__Passage to read__.

Grade Route Gear style Crag Quality Date
5.12b 奇异 Singularity Sport 26m, 9 阳朔 Yangshuo Classic Mon 10th Oct 2022
Really enjoyed this climb. worked the route 2 times on day one to get the beta, then came back a few days later and got it on my 2nd red point attempt. The crux was about half way up the route and felt like a v5? boulder. the gaston with the small edge wouldn't work with my fat fingers so I eventually found I could use a shitty pinch to get through, once I worked that out I was home free. (To me it still felt potentially hard for the grade with some very polished feet...)

 
7b Quarks (Quartz) Sport 13m, 3 Railay Very Good Mon 3rd Feb 2020
Worked the moves for two days and then this morning it just kinda clicked on the upper part of the crux so then just lowered and got it first attempt from the bottom.

__Dataset excerpt__.
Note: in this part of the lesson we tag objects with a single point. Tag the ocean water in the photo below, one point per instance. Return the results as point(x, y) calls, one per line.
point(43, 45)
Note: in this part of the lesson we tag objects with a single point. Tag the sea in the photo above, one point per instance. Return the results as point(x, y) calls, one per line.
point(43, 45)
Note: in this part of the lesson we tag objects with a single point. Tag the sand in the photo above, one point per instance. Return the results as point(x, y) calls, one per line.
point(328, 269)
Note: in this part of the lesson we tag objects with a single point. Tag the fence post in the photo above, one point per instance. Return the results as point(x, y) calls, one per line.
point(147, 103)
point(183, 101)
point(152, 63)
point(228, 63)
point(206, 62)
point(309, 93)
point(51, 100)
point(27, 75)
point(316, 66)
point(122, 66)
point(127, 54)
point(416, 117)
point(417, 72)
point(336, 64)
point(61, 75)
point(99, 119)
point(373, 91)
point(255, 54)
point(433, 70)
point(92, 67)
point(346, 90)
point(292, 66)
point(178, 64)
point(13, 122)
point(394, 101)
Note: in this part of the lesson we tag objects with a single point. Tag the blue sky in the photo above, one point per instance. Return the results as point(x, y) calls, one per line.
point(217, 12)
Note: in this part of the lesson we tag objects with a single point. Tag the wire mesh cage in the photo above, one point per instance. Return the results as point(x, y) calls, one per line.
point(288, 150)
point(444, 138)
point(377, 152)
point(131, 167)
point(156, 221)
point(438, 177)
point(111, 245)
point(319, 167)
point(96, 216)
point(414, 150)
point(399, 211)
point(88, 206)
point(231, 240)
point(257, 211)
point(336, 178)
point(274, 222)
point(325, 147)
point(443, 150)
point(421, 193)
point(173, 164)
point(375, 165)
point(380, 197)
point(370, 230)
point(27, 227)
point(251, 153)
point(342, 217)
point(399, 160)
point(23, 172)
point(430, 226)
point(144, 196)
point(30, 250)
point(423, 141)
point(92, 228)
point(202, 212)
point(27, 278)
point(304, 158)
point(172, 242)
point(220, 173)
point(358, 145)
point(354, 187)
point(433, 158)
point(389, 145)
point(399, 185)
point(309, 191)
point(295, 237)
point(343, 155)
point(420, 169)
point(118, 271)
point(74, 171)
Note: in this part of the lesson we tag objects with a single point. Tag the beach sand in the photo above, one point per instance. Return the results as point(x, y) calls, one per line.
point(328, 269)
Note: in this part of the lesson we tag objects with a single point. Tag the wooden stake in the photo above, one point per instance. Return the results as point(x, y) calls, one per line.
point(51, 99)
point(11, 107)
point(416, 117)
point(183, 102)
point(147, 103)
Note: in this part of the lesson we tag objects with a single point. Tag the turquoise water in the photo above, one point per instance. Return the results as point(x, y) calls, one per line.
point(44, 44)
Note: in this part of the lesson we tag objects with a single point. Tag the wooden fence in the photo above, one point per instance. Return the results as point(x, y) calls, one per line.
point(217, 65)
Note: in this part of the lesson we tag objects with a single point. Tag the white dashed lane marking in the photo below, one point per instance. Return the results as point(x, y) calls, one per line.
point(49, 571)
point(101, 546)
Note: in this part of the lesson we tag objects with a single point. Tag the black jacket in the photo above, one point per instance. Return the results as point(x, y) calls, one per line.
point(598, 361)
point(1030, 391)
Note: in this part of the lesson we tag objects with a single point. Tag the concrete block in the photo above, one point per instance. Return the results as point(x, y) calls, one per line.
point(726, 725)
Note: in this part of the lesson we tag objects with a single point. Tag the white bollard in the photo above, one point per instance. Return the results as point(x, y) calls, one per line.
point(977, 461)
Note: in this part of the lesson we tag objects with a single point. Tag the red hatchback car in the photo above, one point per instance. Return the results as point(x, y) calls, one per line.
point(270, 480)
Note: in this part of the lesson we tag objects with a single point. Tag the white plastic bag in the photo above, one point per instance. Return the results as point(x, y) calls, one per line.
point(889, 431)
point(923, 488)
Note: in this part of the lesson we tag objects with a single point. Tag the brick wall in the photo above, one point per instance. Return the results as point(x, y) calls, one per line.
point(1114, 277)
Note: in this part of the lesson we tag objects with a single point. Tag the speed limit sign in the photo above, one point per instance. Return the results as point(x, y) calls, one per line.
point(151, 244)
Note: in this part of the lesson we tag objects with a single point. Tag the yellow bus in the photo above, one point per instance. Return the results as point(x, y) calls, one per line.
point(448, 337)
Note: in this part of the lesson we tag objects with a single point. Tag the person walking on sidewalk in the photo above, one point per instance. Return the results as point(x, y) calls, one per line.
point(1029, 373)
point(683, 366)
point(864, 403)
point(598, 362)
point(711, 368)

__Work to complete__.
A. In the climbing log, on which red point attempt did the climber finally send Singularity?
B. Give the part of the climbing log from "7b Quarks (Quartz)" to "from the bottom." again, swapping "morning" for "afternoon".
C. According to the climbing log, why did the climber use a pinch to get through the crux of Singularity?

__Solutions in order__.
A. The second red point attempt.

B.
7b Quarks (Quartz) Sport 13m, 3 Railay Very Good Mon 3rd Feb 2020
Worked the moves for two days and then this afternoon it just kinda clicked on the upper part of the crux so then just lowered and got it first attempt from the bottom.

C. The gaston with the small edge wouldn't work with the climber's fat fingers, so a poor pinch was used instead.